Extracted items:
- - - - -

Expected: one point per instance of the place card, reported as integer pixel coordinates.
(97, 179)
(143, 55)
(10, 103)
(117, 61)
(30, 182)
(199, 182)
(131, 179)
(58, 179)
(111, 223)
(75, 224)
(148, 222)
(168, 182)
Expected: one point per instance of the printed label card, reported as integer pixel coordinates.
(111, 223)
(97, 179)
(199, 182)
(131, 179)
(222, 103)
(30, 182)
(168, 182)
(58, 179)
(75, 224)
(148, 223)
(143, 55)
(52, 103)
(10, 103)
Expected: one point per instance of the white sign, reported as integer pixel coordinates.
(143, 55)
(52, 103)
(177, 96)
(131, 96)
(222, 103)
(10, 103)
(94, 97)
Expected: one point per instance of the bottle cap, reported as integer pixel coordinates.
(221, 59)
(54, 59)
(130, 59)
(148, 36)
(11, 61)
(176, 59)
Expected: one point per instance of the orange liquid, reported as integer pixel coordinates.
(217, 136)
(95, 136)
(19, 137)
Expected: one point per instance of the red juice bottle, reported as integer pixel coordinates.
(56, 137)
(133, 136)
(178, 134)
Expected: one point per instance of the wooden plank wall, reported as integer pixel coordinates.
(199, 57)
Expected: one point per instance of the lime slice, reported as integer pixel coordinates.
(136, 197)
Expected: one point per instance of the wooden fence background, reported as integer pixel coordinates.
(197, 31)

- - - - -

Instructions to follow: Reproduce every one of the items above, line for line, without changing anything.

Result of this task:
Expected: one point per instance of the place card, reported as integer pixel coordinates.
(97, 179)
(143, 55)
(10, 103)
(117, 61)
(30, 182)
(199, 182)
(131, 179)
(58, 179)
(111, 223)
(75, 224)
(148, 222)
(168, 182)
Expected: one point per instance of the printed label card, reported as integer pixel coordinates.
(111, 223)
(97, 179)
(199, 182)
(131, 179)
(222, 103)
(30, 182)
(168, 182)
(58, 179)
(75, 224)
(148, 223)
(143, 55)
(52, 103)
(10, 103)
Expected: one point per instance of the white sign, reported as integer pixel coordinates.
(143, 55)
(52, 103)
(177, 96)
(131, 96)
(222, 103)
(10, 103)
(94, 97)
Expected: one point per instance of the bottle cap, reported as integer pixel coordinates.
(221, 59)
(54, 59)
(130, 59)
(148, 36)
(11, 61)
(176, 59)
Expected: one point per instance of the orange liquid, reported as integer pixel coordinates.
(217, 136)
(95, 136)
(19, 137)
Expected: one point per instance of the red juice bottle, reported as integer pixel coordinates.
(56, 137)
(133, 136)
(178, 134)
Expected: one point per instance of the wooden plank wall, reported as integer pixel coordinates.
(199, 57)
Expected: one point per instance of the lime slice, reported as integer pixel coordinates.
(136, 197)
Expected: one point per instance of the wooden fence background, reported as integer pixel coordinates.
(197, 31)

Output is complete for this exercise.